**Recorded data**
=== Section Start ===

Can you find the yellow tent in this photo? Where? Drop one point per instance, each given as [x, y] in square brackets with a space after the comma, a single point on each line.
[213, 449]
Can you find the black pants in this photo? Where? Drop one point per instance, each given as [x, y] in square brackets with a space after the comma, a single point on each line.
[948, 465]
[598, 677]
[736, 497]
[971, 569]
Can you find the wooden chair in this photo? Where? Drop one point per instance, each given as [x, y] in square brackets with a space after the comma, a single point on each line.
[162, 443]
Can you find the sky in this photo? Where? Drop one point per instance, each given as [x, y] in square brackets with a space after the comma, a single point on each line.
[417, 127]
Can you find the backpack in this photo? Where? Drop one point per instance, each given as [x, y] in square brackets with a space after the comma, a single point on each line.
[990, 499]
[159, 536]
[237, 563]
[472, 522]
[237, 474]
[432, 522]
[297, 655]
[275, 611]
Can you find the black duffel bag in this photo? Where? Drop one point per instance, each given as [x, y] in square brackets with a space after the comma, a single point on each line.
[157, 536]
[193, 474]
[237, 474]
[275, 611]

=== Section End ===

**THE PROBLEM**
After reading the lines above, reproduce them all exactly.

**WRITTEN SOLUTION**
Can you find the yellow tent in this photo? Where? Drop one point per instance, each given as [x, y] in square brackets with a space after the comma, a single point on each line.
[213, 449]
Can you find the black pants in this photo? Where? Drop one point per instance, each given as [x, y] in square brackets with a space after the comma, a single point on each line.
[948, 465]
[598, 677]
[736, 497]
[971, 569]
Can you find the wooden chair in this photo? Where? Drop one point per instance, each given as [x, y] in square brackets with a space after the comma, a single point on each line.
[162, 443]
Can you find the sky in this photo? Where? Drop one point per instance, each given as [x, y] in square brackets with a space after the comma, a single point on each line.
[417, 127]
Can you find the backpack in this photo? Where? Drop one point per instance, each given as [x, y] in square brackets with a space after the comma, a single point on each line.
[990, 499]
[159, 536]
[237, 563]
[472, 522]
[237, 474]
[432, 522]
[297, 655]
[275, 611]
Can you find the black duffel bag in this photo? Where? Drop one point per instance, each given as [x, y] in square brackets with a space after the comma, a single point on each line.
[157, 536]
[193, 474]
[237, 474]
[275, 611]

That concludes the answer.